───── Records shown ─────

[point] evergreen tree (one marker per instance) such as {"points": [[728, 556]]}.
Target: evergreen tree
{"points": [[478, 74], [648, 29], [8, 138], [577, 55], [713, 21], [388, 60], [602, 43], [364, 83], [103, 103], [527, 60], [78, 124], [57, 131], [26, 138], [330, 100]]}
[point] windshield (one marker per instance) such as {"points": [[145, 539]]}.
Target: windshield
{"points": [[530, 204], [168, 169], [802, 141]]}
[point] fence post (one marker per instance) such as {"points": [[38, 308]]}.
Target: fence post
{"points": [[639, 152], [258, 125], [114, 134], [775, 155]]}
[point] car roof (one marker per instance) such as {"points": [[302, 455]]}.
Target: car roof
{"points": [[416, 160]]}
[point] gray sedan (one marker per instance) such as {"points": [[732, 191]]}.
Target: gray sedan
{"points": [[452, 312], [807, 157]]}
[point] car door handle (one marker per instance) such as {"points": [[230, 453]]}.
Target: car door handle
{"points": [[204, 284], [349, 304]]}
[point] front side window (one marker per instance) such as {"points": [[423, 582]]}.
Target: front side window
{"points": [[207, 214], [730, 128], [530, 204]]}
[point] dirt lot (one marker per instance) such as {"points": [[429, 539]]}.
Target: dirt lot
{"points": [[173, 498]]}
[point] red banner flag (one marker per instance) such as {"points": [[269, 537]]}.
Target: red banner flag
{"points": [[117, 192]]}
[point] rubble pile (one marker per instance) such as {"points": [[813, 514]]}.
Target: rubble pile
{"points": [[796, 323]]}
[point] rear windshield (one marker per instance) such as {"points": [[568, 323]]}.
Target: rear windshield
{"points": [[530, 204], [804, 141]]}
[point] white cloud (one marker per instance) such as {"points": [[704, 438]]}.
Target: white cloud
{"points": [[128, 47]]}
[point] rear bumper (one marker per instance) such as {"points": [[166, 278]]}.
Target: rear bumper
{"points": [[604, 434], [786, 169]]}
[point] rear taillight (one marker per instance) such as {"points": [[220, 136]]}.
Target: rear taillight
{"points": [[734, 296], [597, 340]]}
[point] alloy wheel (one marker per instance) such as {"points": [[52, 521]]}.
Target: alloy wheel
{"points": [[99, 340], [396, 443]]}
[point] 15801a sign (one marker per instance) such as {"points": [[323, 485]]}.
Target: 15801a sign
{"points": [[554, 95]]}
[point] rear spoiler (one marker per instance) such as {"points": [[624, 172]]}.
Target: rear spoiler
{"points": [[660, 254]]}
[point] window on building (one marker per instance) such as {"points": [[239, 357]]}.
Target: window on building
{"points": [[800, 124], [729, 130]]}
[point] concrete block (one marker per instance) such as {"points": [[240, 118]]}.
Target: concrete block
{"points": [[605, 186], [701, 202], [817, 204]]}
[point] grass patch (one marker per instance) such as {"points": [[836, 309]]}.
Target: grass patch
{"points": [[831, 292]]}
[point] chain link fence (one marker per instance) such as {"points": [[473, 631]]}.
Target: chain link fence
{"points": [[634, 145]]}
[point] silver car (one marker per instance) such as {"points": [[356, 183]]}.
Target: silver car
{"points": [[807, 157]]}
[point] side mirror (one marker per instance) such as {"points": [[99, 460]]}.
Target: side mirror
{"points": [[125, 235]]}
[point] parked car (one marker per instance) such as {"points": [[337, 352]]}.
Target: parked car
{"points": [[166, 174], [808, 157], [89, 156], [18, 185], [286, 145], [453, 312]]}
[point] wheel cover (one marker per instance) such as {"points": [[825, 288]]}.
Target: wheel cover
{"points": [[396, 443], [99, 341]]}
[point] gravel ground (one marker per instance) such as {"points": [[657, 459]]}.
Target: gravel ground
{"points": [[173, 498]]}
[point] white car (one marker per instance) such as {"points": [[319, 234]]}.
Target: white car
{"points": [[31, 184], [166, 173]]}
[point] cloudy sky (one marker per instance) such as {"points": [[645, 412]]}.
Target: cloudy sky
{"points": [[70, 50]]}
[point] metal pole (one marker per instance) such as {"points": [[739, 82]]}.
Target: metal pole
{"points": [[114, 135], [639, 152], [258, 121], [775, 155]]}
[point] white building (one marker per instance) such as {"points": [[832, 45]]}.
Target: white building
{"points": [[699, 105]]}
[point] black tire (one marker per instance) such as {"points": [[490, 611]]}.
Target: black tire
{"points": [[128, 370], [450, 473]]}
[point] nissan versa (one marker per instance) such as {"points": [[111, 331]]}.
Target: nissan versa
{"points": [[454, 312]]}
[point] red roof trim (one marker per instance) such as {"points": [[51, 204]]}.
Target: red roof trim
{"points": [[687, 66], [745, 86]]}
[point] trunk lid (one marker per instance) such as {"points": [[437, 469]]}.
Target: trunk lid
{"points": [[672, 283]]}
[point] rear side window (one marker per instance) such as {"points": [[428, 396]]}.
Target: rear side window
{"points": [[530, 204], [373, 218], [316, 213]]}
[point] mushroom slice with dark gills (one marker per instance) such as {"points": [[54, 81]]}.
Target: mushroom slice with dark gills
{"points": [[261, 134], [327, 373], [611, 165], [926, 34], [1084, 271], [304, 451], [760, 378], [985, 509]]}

─────

▸ **Prompt**: Write out the whole listing again. Match it word for word.

▸ **Written answer**:
[point] evergreen tree (one marker per instance) such as {"points": [[728, 556]]}.
Target: evergreen tree
{"points": [[478, 74], [648, 29], [8, 138], [577, 55], [713, 21], [388, 60], [602, 43], [364, 83], [103, 103], [527, 60], [78, 124], [57, 131], [26, 138], [330, 100]]}
[point] windshield (one marker per instance) such as {"points": [[145, 539]]}.
Target: windshield
{"points": [[530, 204], [168, 169], [802, 141]]}
[point] fence post (one marker per instance) such as {"points": [[38, 308]]}.
Target: fence post
{"points": [[639, 152], [258, 125], [114, 134], [775, 155]]}
[point] car roof (one marker per instance) such as {"points": [[302, 455]]}.
Target: car roof
{"points": [[416, 160]]}
[point] gray sedan (one marker per instance) such as {"points": [[732, 191]]}.
Target: gray sedan
{"points": [[452, 312], [807, 157]]}
[point] car door handle (one marker per instance) such as {"points": [[230, 453]]}.
Target: car door handle
{"points": [[204, 284], [349, 304]]}
[point] front side window (one marker per instance) such as {"points": [[423, 582]]}.
Target: front side window
{"points": [[207, 214], [730, 128], [530, 204]]}
[point] dirt lot (one marker per instance) such as {"points": [[429, 539]]}.
Target: dirt lot
{"points": [[173, 498]]}
[point] red banner flag (one marker per instance) such as {"points": [[269, 537]]}.
Target: red banner flag
{"points": [[117, 192]]}
[point] rubble pile (one marker per instance) such as {"points": [[813, 514]]}.
Target: rubble pile
{"points": [[796, 323]]}
[point] rear windshield (one marker per instance) such as {"points": [[568, 323]]}.
Target: rear windshield
{"points": [[530, 204], [804, 141]]}
[point] white cloud (one marker per instance) such as {"points": [[704, 438]]}.
Target: white cloud
{"points": [[128, 47]]}
[point] rear bumper (one marker per instance) such as {"points": [[166, 278]]}.
Target: rear bumper
{"points": [[604, 434], [786, 169]]}
[point] rear taillight (one marker per instance) such as {"points": [[220, 136]]}.
Target: rear taillight
{"points": [[734, 296], [597, 340]]}
[point] alloy wheel (one marker per instance) such as {"points": [[52, 521]]}.
Target: alloy wheel
{"points": [[99, 340], [396, 443]]}
[point] 15801a sign (one marker per instance) such as {"points": [[323, 485]]}.
Target: 15801a sign
{"points": [[554, 95]]}
[point] rear spoiler (one marker per instance) such as {"points": [[624, 172]]}.
Target: rear spoiler
{"points": [[660, 254]]}
[point] window on building (one marker per instance) such as {"points": [[239, 357]]}.
Target: window on building
{"points": [[800, 124], [729, 130]]}
[point] concrete block (one marker per instance) such as {"points": [[240, 118]]}.
Target: concrete block
{"points": [[605, 186], [701, 202], [817, 204]]}
[point] grass patch (one marker per instance) such as {"points": [[836, 309]]}.
Target: grass patch
{"points": [[831, 292]]}
[point] chain link fence (one marker per instance) such as {"points": [[473, 631]]}.
Target: chain link fence
{"points": [[634, 145]]}
[point] silver car (one marker per instance) such as {"points": [[356, 183]]}.
Target: silver car
{"points": [[807, 157]]}
[point] side mirror (one marker per instance) such as {"points": [[99, 460]]}.
Target: side mirror
{"points": [[125, 235]]}
[point] parked car (one marker per instance) such as {"points": [[337, 352]]}.
Target: parked car
{"points": [[166, 174], [808, 157], [89, 156], [18, 185], [286, 145], [453, 312]]}
[point] wheel cover (one marker per instance) such as {"points": [[825, 288]]}.
Target: wheel cover
{"points": [[396, 443], [99, 341]]}
[point] gravel ground (one marker per instance) such as {"points": [[657, 459]]}.
Target: gravel ground
{"points": [[173, 498]]}
[point] white car (one marker per instance) such as {"points": [[319, 234]]}.
Target: white car
{"points": [[31, 184], [166, 173]]}
[point] cloudy sky (one marker per instance) such as {"points": [[645, 412]]}.
Target: cloudy sky
{"points": [[70, 50]]}
[point] metal pole (one marker per instance) such as {"points": [[739, 82]]}.
Target: metal pole
{"points": [[114, 135], [639, 152], [258, 121], [775, 155]]}
[point] white building (one marker per instance) such as {"points": [[832, 45]]}.
Target: white building
{"points": [[699, 105]]}
[point] black tire (one marker per instance) such as {"points": [[490, 611]]}.
Target: black tire
{"points": [[128, 370], [450, 473]]}
[point] nissan versa (one marker per instance) such as {"points": [[111, 331]]}.
Target: nissan versa
{"points": [[454, 312]]}
[point] red roof trim (one marker per instance) such as {"points": [[51, 204]]}.
Target: red roof trim
{"points": [[687, 66], [745, 86]]}
[point] trunk lid (one marker per instance) such as {"points": [[437, 469]]}.
Target: trunk lid
{"points": [[672, 283]]}
[point] rear side window (one marker per instance) such as {"points": [[428, 396]]}.
Target: rear side window
{"points": [[530, 204], [373, 218], [316, 213]]}
[point] mushroom slice with dark gills (one marker per instance) such as {"points": [[54, 81]]}.
Target: mushroom slice with dark gills
{"points": [[261, 134], [327, 373], [611, 165], [926, 34], [1084, 271], [304, 451], [760, 378], [985, 509]]}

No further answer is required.